### Extract to read
Segment Open

# OKU - Oklo Resources



## yogi-in-oz (15 May 2007)

Hi folks,

OKU ... listing noon 16052007 and astroanalysis suggests this will be
yet another IPO to watch from the sidelines, until mid-June 2007,
when the next positive time cycle is due to come into play:

       16052007 ..... lists with two fading, but difficult cycles in force.

       24052007 ..... significant and negative news/move expected here.

       30052007 ..... another difficult cycle here ... finance-related ???

       14062007 ..... negative spotlight on OKU ... looking for a low here?

  15-18062007 ..... test of low early and then an aggressive rally ???

  02-03072007 .....  significant positive cycle ... finance-related ... and 
                           an underlying positive theme from 09-16072007

      16072007  ..... a difficult cycle here   

 27-30072007  ..... another difficult cycle here

      01082007  ..... difficult news expected here 

 16-17082007  ..... two significant and positive time cycles here,
                           should finally bring some good news ... !~!

 20-21082007 .....  minor but positive cycle ... finances???

Segment Closed

### Task requirements
a - Answer these about the forum post on Oklo Resources:
(i) At what time on 16052007 does OKU list?
(ii) What is expected on 24052007?
(iii) Which dates are said to have two significant and positive time cycles?
b - Set down the part of the forum post on Oklo Resources that begins at the words that have "16052007 ..... lists" and ends after "a low here?".

### Data excerpts
Segment Open

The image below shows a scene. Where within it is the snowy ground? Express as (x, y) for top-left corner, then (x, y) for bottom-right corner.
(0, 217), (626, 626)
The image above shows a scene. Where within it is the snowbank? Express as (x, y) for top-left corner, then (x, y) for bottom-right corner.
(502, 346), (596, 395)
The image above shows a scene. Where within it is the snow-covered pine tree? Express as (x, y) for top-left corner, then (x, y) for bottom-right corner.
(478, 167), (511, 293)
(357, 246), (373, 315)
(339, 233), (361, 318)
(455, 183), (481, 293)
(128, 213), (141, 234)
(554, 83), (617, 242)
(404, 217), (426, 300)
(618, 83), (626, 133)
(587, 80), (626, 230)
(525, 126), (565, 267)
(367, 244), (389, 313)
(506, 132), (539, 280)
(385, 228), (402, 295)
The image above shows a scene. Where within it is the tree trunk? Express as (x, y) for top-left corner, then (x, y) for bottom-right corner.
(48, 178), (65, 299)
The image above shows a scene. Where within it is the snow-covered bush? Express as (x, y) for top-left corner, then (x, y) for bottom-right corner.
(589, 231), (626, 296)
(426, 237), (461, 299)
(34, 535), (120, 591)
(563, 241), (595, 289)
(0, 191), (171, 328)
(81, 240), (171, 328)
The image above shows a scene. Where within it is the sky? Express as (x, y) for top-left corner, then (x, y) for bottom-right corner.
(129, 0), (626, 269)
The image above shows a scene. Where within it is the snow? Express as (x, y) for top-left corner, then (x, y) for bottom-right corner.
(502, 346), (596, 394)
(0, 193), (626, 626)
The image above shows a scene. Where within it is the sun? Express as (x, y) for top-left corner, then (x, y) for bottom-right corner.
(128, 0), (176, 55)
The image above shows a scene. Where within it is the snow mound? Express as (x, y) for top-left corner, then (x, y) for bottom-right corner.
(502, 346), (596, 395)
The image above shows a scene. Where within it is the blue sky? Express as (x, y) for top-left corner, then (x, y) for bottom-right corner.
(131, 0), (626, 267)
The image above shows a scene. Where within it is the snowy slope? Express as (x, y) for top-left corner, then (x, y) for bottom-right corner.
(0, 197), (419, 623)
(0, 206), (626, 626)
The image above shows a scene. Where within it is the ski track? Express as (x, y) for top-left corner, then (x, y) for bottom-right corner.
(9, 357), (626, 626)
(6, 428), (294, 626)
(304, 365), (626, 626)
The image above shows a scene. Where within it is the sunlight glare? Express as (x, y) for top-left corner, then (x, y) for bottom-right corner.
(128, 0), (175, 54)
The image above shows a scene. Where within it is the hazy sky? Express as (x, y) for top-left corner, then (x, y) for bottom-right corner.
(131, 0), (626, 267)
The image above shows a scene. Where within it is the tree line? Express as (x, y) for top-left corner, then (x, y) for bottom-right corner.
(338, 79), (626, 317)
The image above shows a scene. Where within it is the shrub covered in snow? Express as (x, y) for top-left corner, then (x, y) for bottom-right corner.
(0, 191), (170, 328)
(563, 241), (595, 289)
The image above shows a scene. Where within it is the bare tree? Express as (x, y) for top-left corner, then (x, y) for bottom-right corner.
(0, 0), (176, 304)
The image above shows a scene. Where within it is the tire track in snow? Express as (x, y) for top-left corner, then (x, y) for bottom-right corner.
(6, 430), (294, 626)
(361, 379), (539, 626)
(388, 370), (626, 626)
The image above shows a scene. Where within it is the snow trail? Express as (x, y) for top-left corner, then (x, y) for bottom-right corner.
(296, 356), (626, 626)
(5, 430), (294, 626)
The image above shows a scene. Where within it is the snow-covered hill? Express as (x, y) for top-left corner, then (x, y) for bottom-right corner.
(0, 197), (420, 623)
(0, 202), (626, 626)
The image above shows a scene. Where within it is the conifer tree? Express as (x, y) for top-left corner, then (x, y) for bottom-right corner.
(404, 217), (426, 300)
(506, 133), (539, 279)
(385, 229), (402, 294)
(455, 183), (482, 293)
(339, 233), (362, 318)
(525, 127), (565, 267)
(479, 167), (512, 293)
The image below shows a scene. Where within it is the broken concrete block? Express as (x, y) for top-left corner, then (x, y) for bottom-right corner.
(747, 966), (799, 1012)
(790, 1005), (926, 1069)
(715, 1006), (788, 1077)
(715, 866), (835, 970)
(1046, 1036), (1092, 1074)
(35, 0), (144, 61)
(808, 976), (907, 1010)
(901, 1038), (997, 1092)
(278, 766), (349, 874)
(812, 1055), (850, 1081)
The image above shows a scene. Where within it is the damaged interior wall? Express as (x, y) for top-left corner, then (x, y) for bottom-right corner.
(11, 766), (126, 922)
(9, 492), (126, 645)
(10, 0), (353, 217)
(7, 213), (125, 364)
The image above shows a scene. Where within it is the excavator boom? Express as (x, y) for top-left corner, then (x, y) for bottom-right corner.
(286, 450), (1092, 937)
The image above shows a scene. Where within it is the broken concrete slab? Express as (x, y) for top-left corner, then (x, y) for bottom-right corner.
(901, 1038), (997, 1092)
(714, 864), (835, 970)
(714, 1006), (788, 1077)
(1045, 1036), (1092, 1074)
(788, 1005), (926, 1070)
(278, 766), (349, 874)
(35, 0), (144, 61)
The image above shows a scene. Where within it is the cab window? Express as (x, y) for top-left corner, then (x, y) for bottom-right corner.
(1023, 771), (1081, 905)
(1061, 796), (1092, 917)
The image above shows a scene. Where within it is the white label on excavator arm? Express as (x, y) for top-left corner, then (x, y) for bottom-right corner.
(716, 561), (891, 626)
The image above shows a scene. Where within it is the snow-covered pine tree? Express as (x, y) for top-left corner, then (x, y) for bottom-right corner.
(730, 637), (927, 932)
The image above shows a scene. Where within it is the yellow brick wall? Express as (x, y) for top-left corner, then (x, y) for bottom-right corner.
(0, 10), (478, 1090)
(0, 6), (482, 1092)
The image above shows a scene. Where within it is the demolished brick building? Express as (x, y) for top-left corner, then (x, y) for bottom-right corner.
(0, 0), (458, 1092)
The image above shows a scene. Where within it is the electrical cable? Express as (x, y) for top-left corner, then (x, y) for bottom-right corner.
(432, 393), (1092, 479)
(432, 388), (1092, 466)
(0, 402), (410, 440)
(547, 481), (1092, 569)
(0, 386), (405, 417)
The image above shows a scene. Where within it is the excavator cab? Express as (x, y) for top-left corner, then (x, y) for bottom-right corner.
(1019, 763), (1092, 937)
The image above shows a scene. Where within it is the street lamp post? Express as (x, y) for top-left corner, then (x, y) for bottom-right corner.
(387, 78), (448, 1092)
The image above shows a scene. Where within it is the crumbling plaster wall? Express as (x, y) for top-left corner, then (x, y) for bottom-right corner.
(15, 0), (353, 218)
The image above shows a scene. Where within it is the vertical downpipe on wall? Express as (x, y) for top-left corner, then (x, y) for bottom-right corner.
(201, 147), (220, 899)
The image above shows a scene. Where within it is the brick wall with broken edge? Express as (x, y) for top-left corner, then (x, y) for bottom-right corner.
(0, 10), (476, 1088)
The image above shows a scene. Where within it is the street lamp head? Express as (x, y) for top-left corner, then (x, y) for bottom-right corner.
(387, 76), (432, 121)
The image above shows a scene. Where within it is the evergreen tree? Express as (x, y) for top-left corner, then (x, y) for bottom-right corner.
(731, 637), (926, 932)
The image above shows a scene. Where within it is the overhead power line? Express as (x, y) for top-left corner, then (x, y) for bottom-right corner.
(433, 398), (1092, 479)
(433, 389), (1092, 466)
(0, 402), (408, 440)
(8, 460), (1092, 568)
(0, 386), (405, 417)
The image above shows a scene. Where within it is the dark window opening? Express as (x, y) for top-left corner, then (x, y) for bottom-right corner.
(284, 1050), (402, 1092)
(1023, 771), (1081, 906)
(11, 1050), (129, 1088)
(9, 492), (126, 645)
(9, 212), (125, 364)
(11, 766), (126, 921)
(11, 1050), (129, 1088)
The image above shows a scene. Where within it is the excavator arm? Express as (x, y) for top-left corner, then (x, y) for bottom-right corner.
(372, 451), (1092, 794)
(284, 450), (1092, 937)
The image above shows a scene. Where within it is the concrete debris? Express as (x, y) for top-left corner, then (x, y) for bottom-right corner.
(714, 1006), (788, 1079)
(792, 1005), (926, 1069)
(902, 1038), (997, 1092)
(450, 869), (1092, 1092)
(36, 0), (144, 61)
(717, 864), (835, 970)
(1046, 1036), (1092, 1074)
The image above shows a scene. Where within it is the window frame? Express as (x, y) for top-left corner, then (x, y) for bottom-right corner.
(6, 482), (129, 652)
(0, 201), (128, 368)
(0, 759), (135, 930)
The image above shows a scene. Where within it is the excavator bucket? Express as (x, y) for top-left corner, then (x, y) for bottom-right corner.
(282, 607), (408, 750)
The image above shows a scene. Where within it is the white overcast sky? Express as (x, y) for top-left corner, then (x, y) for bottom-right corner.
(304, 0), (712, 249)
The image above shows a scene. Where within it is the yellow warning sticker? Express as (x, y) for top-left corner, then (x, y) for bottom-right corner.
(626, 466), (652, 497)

Segment Closed

### Your written answers
a -
(i) Noon.
(ii) Significant and negative news or a move.
(iii) 16-17082007.

b -
16052007 ..... lists with two fading, but difficult cycles in force.

       24052007 ..... significant and negative news/move expected here.

       30052007 ..... another difficult cycle here ... finance-related ???

       14062007 ..... negative spotlight on OKU ... looking for a low here?